Colorization of this transmission electron micrograph shows H5N1
viruses in gold.
The worst outbreak of highly pathogenic H5N1 avian influenza ever to hit India, the world's second most populous country, refocused international attention on the virus early this year.
The United Nations Food and Agriculture Organization stated that recent H5N1 outbreaks in 15 countries demonstrate that the zoonotic disease remains a global threat and requires close monitoring and strong control efforts.
New H5N1 outbreaks occurred between December 2007 and late January 2008 in Bangladesh, Benin, China, Egypt, Germany, India, Indonesia, Iran, Israel, Myanmar, Poland, Russia, Ukraine, Turkey, and Vietnam. Most of the outbreaks occurred in domestic poultry—including chickens, turkeys, geese, and ducks—except for a few cases involving wild birds in China, Poland, and the United Kingdom.
"Globally, much progress has been achieved in keeping the H5N1 avian influenza virus under control. We are better prepared today to deal with the disease than we were three years ago," said Dr. Joseph Domenech, chief veterinary officer for the FAO. "Surveillance, early detection, and immediate response have improved, and many newly infected countries have managed to eliminate the virus from poultry.
"But the H5N1 avian influenza crisis is far from over and remains particularly worrying in Indonesia, Bangladesh, and Egypt—where the virus has become deeply entrenched despite major control efforts."
According to the FAO, countries should continue to keep a close eye on the evolving situation.

Stored data
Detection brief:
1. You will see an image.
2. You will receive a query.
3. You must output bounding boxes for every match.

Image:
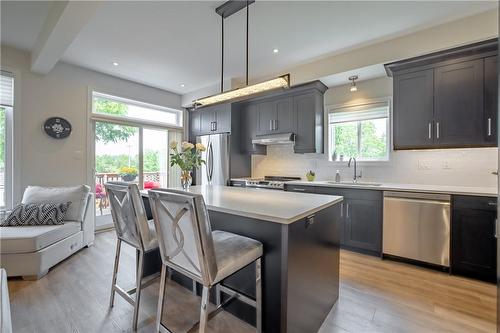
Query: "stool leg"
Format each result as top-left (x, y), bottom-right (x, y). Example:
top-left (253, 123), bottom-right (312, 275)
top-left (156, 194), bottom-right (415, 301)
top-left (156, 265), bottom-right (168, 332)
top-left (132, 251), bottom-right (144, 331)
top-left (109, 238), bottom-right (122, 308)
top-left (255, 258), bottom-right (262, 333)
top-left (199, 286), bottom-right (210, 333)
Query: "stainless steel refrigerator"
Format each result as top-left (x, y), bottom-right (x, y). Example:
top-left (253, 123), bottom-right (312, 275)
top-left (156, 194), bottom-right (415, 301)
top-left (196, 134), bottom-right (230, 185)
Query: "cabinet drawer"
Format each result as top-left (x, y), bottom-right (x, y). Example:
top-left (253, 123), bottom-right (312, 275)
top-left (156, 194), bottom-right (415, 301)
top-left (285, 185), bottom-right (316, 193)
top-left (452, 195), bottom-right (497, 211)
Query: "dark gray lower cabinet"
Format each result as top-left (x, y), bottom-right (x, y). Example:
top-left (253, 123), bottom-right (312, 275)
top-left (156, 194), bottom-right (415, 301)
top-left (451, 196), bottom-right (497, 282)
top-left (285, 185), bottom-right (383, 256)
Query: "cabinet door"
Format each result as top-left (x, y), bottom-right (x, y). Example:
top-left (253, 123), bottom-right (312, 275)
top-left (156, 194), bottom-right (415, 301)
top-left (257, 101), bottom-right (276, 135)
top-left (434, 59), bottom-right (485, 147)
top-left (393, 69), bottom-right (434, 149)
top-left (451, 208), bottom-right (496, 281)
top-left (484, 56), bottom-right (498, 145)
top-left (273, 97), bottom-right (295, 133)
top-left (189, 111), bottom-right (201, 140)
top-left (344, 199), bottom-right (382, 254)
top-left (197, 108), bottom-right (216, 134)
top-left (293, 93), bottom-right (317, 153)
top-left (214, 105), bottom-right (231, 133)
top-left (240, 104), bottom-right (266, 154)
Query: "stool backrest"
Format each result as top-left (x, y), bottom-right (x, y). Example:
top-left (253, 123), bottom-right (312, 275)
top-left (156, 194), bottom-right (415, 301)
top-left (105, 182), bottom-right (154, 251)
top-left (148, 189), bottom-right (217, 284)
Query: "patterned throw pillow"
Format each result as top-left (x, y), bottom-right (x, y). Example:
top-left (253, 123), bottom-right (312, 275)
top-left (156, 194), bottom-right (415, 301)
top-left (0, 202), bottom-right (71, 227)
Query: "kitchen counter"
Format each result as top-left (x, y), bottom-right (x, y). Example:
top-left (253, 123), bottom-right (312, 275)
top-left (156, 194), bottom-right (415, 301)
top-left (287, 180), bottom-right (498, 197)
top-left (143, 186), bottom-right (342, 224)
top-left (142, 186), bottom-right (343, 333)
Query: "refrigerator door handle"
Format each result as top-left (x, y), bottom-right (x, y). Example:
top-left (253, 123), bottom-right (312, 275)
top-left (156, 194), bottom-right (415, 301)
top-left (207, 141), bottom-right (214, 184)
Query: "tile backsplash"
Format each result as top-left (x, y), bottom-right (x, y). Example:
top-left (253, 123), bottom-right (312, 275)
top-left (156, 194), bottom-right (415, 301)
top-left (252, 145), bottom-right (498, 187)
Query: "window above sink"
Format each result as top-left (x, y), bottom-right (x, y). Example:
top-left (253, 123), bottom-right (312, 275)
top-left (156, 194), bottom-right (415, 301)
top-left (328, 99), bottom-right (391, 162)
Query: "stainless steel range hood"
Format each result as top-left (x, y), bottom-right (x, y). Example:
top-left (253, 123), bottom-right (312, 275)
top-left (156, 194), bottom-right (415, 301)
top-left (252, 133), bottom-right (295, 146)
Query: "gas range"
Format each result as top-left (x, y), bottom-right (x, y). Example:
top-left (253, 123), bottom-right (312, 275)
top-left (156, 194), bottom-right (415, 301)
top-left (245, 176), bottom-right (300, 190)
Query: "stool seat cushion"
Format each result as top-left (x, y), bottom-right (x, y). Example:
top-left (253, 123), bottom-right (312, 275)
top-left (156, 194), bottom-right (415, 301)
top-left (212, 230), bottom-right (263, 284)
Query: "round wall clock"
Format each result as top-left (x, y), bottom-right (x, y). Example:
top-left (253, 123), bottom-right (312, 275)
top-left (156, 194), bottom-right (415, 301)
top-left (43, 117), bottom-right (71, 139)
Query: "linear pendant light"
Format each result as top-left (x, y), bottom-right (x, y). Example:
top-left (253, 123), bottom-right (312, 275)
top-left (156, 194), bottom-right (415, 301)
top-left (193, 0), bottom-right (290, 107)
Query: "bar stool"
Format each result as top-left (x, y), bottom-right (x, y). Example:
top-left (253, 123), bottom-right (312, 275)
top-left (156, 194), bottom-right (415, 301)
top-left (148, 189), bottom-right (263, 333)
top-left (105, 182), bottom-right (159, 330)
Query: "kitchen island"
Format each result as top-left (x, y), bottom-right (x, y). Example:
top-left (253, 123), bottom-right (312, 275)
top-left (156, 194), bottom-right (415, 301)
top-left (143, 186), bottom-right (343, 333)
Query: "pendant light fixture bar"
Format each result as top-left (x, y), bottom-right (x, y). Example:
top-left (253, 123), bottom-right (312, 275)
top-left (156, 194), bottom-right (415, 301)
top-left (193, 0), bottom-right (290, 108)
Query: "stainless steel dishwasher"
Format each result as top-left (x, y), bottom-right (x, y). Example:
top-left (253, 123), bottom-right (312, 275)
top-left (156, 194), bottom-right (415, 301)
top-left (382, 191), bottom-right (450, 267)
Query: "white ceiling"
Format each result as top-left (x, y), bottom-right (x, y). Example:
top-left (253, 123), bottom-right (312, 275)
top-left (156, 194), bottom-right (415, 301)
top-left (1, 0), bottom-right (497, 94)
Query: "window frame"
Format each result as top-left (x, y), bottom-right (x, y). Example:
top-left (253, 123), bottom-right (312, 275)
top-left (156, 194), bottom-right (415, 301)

▸ Task requirements
a) Answer these questions about the avian influenza text:
(i) For which organization is Dr. Joseph Domenech the chief veterinary officer?
(ii) Between what dates did the new H5N1 outbreaks occur?
(iii) In which three countries does the crisis remain particularly worrying?
b) Reproduce the part of the avian influenza text starting at "The United Nations" and ending at "strong control efforts.".

▸ List of solutions
a)
(i) The United Nations Food and Agriculture Organization (FAO)
(ii) Between December 2007 and late January 2008
(iii) Indonesia, Bangladesh, and Egypt

b)
The United Nations Food and Agriculture Organization stated that recent H5N1 outbreaks in 15 countries demonstrate that the zoonotic disease remains a global threat and requires close monitoring and strong control efforts.